▸ **Task brief**
Return every line of the listing below word for word, leaving out the pictures.

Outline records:
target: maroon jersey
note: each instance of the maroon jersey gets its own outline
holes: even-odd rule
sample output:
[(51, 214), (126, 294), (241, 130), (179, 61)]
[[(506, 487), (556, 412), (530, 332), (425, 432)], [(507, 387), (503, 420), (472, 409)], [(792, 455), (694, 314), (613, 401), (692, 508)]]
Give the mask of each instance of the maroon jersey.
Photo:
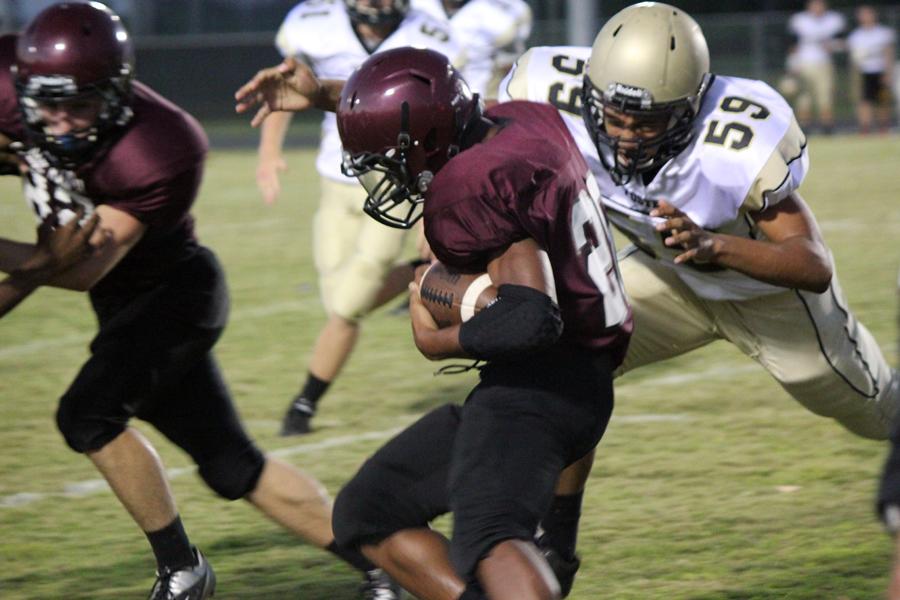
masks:
[(425, 236), (441, 262), (483, 271), (509, 244), (547, 252), (563, 341), (609, 348), (631, 334), (615, 248), (599, 189), (553, 107), (509, 102), (487, 111), (502, 129), (450, 160), (425, 198)]
[(134, 248), (92, 290), (92, 295), (131, 295), (153, 287), (172, 265), (193, 255), (197, 243), (189, 211), (208, 149), (199, 123), (183, 110), (134, 82), (131, 120), (90, 162), (75, 169), (52, 164), (30, 147), (9, 66), (15, 45), (0, 43), (0, 132), (23, 142), (29, 173), (26, 200), (38, 219), (63, 220), (76, 204), (90, 213), (100, 204), (124, 211), (147, 226)]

▸ **Full solution**
target: maroon jersey
note: each instance of the maroon jersey gets its own outline
holes: even-odd rule
sample output:
[(51, 214), (126, 294), (241, 130), (179, 61)]
[[(506, 487), (556, 412), (530, 332), (425, 432)], [(507, 387), (503, 420), (472, 409)], [(792, 455), (694, 314), (613, 401), (692, 508)]]
Give the mask of each instance of the maroon jersey.
Photo:
masks:
[(425, 236), (441, 262), (483, 271), (509, 244), (547, 252), (563, 341), (609, 348), (631, 334), (615, 248), (599, 189), (553, 107), (509, 102), (487, 111), (502, 129), (450, 160), (425, 198)]
[(134, 248), (92, 290), (92, 295), (131, 295), (153, 287), (172, 265), (193, 255), (197, 243), (189, 211), (208, 149), (199, 123), (183, 110), (134, 82), (131, 120), (90, 162), (75, 169), (52, 164), (30, 147), (9, 66), (15, 45), (0, 43), (0, 132), (23, 142), (29, 173), (26, 200), (38, 219), (63, 220), (76, 204), (90, 213), (100, 204), (124, 211), (147, 226)]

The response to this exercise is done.